#### EXTRACT TO READ ####
Why are mountain roads generally made winding upwards rather than going straight up?
Answer
On an inclined plane force of friction on a body going upward is $\text{f}_\text{s}=\mu\text{N}\cos\theta$ where $\theta$ is angle of inclination of a plane with horizontal if $\theta$ is small, the force of friction is high and there is a less chance of skidding. The road straight up would have a larger angle and smaller would be the value of friction, hence more are the chances of skidding.
Give the magnitude and direction of the net force acting on. A car moving with a constant velocity of 30km/h on a rough road.
Answer
Force is being applied to overcome the force of friction. But as velocity of the car is constant, its acceleration, a = 0. Hence net force on the car F = ma = 0.
A body is dropped from the ceiling of a transparent cabin falling freely towards the earth. Describe the motion of the body as observed by an observer $(a)$ sitting in the cabin $(b)$ standing on earth.
Answer
Appears stationary in the lift.
Appears to fall freely $\Big(\text{a}=\frac{\text{g m}}{\text{s}^2}\Big)$
A mass m moving with a velocity u hits a surface at an angle $\theta$ with the normal at the point of hitting. How much force does it exerts, if no energy is lost?
Answer
Force = Rate of change in momentum $=\frac{2\text{mu}\cos\theta}{\text{time}}$ $\because\ \text{mu}\cos\theta$ is momentum along the normal at the point of incidence.
The mountain road is generally made winding upwards rather than going straight up. Why?
Answer
When we go up a mountain, the opposing force of friction $\text{F}=\mu\text{R}=\mu\text{mg}\ \cos.$ where $\theta$ is angle of slope with horizontal. To avoid skidding, F should be large. $\therefore\cos\theta$ should be large and hence, 0 must be small. Therefore, mountain roads are generally made winding upwards. The road straight up would have large slope.
It is easier to pull lawn roller than to push it. Why?
Answer
When we pull a lawn mover the vertical component of applied pull acts opposite to the weight of mover and it reduces the effective weight on the other hand. When the lawn mover is pushed vertical component of applied push adds to the weight of mover and therefore its effective weight is more than actual.
A retarding force is applied to stop a motor car. If the speed of the motor car is doubled, how much more distance will it cover before stopping under the same retarding force?
Answer
Retarding force is same. For the same car, the mass is same. So the deceleration is same. We know that v = 0, $\text{u}\neq0.$ Using $v^2 - u^2 = 2as$ we have $\text{s}=\frac{\text{u}^2}{2\text{a}}.$ So doubling the speed will make the distance increase to four times.
#### GIVEN RECORDS ####
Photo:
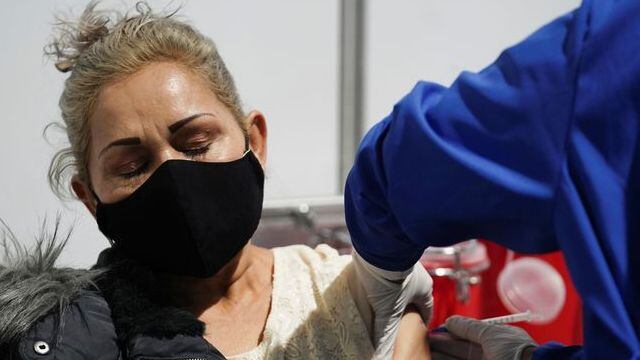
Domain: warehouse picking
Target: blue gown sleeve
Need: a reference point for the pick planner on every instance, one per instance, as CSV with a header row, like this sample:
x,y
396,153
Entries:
x,y
481,158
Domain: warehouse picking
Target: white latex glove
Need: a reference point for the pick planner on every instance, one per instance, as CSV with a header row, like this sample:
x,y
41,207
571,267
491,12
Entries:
x,y
499,342
389,293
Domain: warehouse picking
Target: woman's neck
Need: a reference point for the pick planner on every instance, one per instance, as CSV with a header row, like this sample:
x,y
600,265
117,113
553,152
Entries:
x,y
245,276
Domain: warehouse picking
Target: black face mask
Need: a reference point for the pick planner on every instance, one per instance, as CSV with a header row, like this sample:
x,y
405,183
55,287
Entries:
x,y
189,218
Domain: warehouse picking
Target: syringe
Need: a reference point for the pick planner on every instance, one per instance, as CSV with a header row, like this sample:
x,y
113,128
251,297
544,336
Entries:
x,y
508,319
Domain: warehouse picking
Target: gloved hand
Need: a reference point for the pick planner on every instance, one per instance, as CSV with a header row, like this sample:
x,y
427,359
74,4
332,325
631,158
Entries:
x,y
389,293
499,342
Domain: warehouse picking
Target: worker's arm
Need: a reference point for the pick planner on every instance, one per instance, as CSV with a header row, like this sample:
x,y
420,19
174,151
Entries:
x,y
481,158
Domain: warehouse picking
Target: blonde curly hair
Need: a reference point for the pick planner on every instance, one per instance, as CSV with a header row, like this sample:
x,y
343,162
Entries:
x,y
101,47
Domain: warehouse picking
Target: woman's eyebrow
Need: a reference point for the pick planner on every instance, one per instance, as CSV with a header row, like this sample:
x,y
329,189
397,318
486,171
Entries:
x,y
180,123
123,141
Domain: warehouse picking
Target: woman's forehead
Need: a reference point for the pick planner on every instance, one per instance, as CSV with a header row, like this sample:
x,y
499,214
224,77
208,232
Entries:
x,y
158,94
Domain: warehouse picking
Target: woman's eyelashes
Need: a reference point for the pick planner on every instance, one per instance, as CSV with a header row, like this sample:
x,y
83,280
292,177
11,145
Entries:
x,y
197,151
132,170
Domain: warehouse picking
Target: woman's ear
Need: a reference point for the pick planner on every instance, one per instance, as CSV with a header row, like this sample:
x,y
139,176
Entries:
x,y
85,195
257,131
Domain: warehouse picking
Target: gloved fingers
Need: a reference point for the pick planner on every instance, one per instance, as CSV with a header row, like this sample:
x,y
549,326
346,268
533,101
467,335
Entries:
x,y
449,347
466,328
425,309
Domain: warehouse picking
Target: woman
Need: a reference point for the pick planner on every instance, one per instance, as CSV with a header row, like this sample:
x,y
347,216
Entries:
x,y
171,168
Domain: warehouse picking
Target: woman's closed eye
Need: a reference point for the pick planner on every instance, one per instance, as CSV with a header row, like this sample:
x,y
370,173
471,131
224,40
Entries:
x,y
197,150
132,170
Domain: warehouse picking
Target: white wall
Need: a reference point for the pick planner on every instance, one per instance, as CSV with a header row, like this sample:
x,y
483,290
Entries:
x,y
434,40
282,53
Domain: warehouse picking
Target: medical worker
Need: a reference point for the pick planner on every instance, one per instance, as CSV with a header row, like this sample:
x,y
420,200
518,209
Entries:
x,y
540,151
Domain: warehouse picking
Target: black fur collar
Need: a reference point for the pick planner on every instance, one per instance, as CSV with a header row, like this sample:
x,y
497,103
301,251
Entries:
x,y
136,298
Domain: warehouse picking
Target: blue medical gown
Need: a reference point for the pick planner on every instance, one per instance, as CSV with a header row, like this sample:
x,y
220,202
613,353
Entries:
x,y
539,151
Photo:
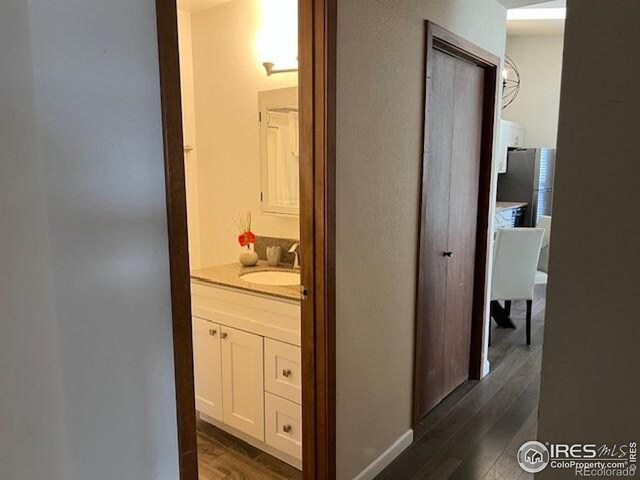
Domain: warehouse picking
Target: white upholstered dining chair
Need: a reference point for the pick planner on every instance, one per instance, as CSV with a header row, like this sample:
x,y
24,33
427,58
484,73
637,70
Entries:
x,y
544,222
515,263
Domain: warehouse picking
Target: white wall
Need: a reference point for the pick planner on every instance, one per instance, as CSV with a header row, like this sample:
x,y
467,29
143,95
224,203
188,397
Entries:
x,y
189,135
87,382
539,60
380,110
227,79
590,360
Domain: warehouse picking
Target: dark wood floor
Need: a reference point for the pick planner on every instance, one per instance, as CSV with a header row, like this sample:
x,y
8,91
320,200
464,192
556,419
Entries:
x,y
475,433
224,457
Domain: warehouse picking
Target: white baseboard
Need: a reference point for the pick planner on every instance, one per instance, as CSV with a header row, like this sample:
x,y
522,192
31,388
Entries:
x,y
388,456
486,368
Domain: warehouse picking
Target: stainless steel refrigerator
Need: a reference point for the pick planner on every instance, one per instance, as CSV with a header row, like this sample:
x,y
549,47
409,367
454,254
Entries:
x,y
529,178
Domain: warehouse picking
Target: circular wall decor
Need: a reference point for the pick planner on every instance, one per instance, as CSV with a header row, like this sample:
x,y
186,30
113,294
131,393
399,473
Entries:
x,y
510,82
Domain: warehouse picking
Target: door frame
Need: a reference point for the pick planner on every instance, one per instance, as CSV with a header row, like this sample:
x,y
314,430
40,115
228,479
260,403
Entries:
x,y
441,39
317,97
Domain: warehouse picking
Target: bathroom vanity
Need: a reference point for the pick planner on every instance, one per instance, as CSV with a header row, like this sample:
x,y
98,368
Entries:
x,y
247,356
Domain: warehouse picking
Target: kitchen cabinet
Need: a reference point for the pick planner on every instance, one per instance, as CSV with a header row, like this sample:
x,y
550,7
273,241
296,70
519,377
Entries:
x,y
207,367
511,135
243,381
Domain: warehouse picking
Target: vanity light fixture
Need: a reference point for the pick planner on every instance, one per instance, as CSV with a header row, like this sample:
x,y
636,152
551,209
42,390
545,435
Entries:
x,y
277,36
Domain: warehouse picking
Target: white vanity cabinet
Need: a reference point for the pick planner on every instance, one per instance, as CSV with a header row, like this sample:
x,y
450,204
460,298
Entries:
x,y
242,381
248,372
207,367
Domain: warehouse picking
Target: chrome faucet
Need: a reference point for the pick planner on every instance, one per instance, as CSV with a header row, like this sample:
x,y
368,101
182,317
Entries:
x,y
295,249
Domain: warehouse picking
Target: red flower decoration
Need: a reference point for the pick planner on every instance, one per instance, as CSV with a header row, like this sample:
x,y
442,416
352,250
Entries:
x,y
246,238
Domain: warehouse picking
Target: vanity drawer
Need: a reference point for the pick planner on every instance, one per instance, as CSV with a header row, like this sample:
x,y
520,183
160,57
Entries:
x,y
264,316
283,425
282,370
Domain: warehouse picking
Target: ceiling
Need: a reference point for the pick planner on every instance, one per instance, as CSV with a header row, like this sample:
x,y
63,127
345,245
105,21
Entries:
x,y
519,3
545,27
198,5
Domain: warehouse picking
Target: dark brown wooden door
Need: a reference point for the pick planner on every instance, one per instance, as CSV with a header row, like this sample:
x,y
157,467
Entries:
x,y
449,226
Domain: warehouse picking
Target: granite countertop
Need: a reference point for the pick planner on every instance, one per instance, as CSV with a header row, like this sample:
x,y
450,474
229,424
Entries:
x,y
229,276
510,205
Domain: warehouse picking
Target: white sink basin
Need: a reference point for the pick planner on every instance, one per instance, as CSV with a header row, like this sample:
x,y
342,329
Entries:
x,y
272,278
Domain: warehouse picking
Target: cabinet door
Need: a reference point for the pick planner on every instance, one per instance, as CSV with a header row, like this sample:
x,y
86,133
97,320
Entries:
x,y
207,367
243,381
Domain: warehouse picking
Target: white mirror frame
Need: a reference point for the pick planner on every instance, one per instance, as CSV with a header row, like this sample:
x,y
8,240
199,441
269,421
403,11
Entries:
x,y
268,100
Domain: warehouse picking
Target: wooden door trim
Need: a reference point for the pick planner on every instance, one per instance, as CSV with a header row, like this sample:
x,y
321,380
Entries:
x,y
317,87
317,58
444,40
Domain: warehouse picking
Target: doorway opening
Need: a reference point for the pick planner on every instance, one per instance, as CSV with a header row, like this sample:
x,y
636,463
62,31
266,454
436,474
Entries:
x,y
264,358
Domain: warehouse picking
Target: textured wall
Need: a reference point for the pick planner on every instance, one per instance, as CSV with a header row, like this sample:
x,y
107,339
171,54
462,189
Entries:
x,y
539,60
380,88
590,360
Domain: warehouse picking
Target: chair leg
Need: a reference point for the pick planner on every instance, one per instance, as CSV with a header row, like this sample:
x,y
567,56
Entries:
x,y
529,305
490,322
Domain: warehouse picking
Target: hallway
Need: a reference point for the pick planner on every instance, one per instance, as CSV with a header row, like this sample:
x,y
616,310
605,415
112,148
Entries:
x,y
476,431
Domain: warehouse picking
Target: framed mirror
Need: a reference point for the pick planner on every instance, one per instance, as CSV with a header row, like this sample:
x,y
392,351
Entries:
x,y
279,151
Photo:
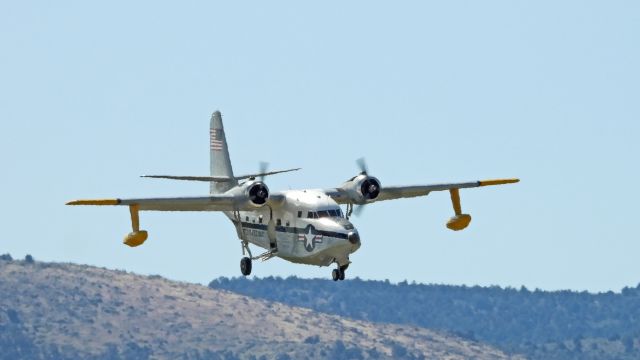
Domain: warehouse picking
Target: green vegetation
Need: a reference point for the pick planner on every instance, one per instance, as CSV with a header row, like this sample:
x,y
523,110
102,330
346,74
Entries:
x,y
67,311
538,324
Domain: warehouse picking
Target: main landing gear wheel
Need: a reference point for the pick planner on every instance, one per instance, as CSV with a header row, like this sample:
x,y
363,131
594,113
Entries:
x,y
338,274
335,274
245,266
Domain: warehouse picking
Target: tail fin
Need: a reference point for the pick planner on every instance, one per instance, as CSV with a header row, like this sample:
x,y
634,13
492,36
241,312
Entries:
x,y
220,161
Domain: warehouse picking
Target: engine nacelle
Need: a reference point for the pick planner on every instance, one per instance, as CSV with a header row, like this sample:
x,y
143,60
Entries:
x,y
258,193
362,188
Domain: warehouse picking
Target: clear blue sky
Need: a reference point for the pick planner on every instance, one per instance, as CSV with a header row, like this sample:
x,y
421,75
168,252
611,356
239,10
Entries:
x,y
94,95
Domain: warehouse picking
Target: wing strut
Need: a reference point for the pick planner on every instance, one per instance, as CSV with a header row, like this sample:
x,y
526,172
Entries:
x,y
137,237
460,220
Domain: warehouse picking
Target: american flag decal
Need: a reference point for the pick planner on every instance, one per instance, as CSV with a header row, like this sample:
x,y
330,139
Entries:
x,y
216,140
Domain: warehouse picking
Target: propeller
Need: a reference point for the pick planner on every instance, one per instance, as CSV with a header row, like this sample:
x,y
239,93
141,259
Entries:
x,y
362,164
370,188
358,210
263,169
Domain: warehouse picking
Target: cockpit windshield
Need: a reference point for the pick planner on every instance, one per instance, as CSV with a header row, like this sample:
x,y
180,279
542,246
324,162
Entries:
x,y
325,213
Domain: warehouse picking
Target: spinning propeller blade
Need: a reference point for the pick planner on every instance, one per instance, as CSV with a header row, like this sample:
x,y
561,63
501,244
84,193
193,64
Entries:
x,y
362,164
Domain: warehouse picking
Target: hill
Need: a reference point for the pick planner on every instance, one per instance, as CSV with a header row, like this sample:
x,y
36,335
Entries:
x,y
538,324
66,311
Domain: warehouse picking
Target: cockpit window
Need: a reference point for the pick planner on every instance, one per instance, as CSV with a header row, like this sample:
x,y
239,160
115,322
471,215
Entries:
x,y
324,213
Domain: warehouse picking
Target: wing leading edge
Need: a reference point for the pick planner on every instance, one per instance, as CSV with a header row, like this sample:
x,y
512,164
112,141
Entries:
x,y
203,203
399,192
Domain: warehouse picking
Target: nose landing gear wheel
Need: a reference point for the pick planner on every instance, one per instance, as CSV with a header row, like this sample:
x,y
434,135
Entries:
x,y
245,266
335,274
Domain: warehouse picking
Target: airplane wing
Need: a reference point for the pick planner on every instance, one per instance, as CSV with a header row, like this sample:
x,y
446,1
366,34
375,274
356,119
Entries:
x,y
220,202
399,192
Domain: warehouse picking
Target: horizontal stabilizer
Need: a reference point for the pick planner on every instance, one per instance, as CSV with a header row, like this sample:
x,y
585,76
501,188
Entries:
x,y
218,178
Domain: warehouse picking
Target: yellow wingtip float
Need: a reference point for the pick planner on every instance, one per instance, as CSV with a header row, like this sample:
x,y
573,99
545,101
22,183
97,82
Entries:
x,y
460,221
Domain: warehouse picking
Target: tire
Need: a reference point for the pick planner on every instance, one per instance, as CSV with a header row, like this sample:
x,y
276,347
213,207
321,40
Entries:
x,y
335,275
245,266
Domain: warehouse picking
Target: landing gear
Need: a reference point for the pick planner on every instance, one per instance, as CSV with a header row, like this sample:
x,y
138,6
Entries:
x,y
245,266
335,274
338,274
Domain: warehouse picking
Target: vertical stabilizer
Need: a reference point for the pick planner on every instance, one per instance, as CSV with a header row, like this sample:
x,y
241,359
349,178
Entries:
x,y
220,161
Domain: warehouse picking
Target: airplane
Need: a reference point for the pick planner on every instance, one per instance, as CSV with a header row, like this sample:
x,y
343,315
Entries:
x,y
301,226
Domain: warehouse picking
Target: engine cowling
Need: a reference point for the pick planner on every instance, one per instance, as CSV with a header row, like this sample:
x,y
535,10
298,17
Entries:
x,y
362,188
258,193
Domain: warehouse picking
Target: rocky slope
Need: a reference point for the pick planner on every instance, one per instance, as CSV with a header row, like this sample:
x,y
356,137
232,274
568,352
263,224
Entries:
x,y
50,310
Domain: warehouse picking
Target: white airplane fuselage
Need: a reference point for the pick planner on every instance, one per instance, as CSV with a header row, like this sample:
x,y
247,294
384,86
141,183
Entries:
x,y
310,228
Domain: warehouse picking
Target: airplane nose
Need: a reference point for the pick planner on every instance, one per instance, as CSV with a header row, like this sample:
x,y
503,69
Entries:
x,y
353,238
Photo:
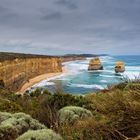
####
TASK REQUIREMENTS:
1. According to the physics problem set, how does a motor car's stopping distance change if its speed is doubled under the same retarding force?
2. Which distinct physical situations does the physics problem set pose problems about? List each one once.
3. Continue the physics problem set from its last line.

RESPONSES PER TASK:
1. The stopping distance increases to four times.

2.
- Mountain roads made winding upwards rather than going straight up
- A car moving with a constant velocity of 30 km/h on a rough road
- A body dropped from the ceiling of a transparent cabin falling freely towards the earth
- A mass moving with velocity u hitting a surface at an angle θ with the normal
- Pulling versus pushing a lawn roller
- A retarding force applied to stop a motor car

3.
Give the magnitude and direction of the net force acting on. A high-speed electron in space far from all material objects, and free of electric and magnetic fields.
Answer
As the high speed electron in space is far away from all gravitating objects and free of electric and magnetic fields, the net force on electron is 0.
A heavy point mass tied to the end of string is whirled in a horizontal circle of radius 20cm with a constant angular speed. What is angular speed if the centripetal acceleration is $980cm/ s^{-2}$?
Answer
Here, radius r = 20cm Centripetal acceleration, = $980cm/ s^{-2}$ We know that centripetal acceleration, $\text{a}=\text{r}\omega^2$ $\omega=\sqrt{\frac{\text{a}}{\text{r}}}=\sqrt{\frac{980}{20}}$ $\omega=\sqrt{49}=7\text{rad/ }\text{s}$
Why do aeroplanes having wings fly at low altitudes?
Answer
The wings of aeroplane push the air backwards and the reaction of the air pushes the plane forward. At low altitudes, air is dense and as such the reaction of the air on plane is large.
One often comes across the following kind of statement concerning circular motion. A particle moving uniformly along a circle experiences a force directed towards the centre and an equal and opposite force directed away from the centre. The two forces together keep the particle in equilibrium. Explain, what is wrong with this statement?
Answer
This statement is wrong relative to any inertial frame of reference that we normally use (e.g., laboratory frame that is approximately inertial). The particle in circular motion is not in equilibrium, it has a centripetal acceleration. Centrifugal force does not exist relative to an inertial frame. The statement is correct relative to the (non-inertial) frame rotating with the particle.
A ball moving with a momentum of $5kg~ms^{-1}$ strikes against a wall at an angle of 45° and is reflected at the same angle and with same speed. Find the change in momentum of the ball.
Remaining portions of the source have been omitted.